→ REQUIRED WORK
**a.** In the HBase WALs reply below, which WALs does the writer say must be removed to get rid of the rogue proc?
**b.** For each statement, decide whether the HBase WALs reply below supports it, answering yes or no and quoting the words that settle it. (i) If the tables are disabled, their related data would already have been flushed into hfiles. (ii) Removing normal wals is what gets rid of the rogue proc. (iii) The reply is dated Tue, 16 Mar 2021.

*** TEXT UNDER STUDY Section Begins ***

Re: HBASE WALs

Wellington Chevreuil Tue, 16 Mar 2021 08:50:58 -0700

>
> To be clear, if the other tables are stopped, I assume all pending and
> current operations will finish. How long will it take to write all data -
> if indeed the data does get permanently written - so that we can safely
> remove WALs?
>
If by "tables stopped" you mean your tables are disabled, then yeah, all
related data would already have been flushed into hfiles and wouldn't be on
your wals. But please be aware that what you really need here to get rid of
the rogue proc is to remove master proc wals, not normal wals.

*** TEXT UNDER STUDY Section Ends ***
*** DATA FOR REVIEW Section Begins ***

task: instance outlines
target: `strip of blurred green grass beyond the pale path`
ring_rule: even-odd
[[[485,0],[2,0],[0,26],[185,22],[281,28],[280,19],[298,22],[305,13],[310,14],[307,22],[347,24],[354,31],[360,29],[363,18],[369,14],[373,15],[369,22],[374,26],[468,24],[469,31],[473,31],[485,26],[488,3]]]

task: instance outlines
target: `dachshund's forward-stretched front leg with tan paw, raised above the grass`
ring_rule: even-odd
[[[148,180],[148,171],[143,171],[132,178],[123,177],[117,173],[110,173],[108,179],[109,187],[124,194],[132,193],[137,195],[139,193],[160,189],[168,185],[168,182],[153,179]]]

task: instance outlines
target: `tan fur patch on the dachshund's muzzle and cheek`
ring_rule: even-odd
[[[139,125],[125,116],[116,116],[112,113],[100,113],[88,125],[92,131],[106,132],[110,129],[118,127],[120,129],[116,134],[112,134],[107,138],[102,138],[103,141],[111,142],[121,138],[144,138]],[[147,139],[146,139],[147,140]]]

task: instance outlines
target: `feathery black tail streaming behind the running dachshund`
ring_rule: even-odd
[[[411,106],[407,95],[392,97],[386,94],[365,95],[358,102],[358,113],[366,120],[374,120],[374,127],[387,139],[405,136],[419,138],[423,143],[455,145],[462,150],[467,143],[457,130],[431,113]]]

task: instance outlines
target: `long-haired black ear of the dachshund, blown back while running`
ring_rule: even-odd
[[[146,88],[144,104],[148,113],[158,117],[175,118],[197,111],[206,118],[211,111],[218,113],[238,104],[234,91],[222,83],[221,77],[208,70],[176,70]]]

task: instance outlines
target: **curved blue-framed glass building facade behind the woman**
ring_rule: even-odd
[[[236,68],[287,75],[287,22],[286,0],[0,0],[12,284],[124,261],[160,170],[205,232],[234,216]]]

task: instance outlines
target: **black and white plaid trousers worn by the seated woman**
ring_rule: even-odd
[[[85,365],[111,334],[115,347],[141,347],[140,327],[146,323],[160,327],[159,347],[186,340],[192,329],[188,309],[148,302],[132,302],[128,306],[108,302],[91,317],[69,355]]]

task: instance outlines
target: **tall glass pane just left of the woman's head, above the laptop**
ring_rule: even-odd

*** DATA FOR REVIEW Section Ends ***

→ RESPONSES FOR EACH TASK
**a.** The master proc wals, not the normal wals.

**b.**
(i) Yes: "all related data would already have been flushed into hfiles"
(ii) No: "what you really need here to get rid of the rogue proc is to remove master proc wals, not normal wals."
(iii) Yes: "Tue, 16 Mar 2021 08:50:58 -0700"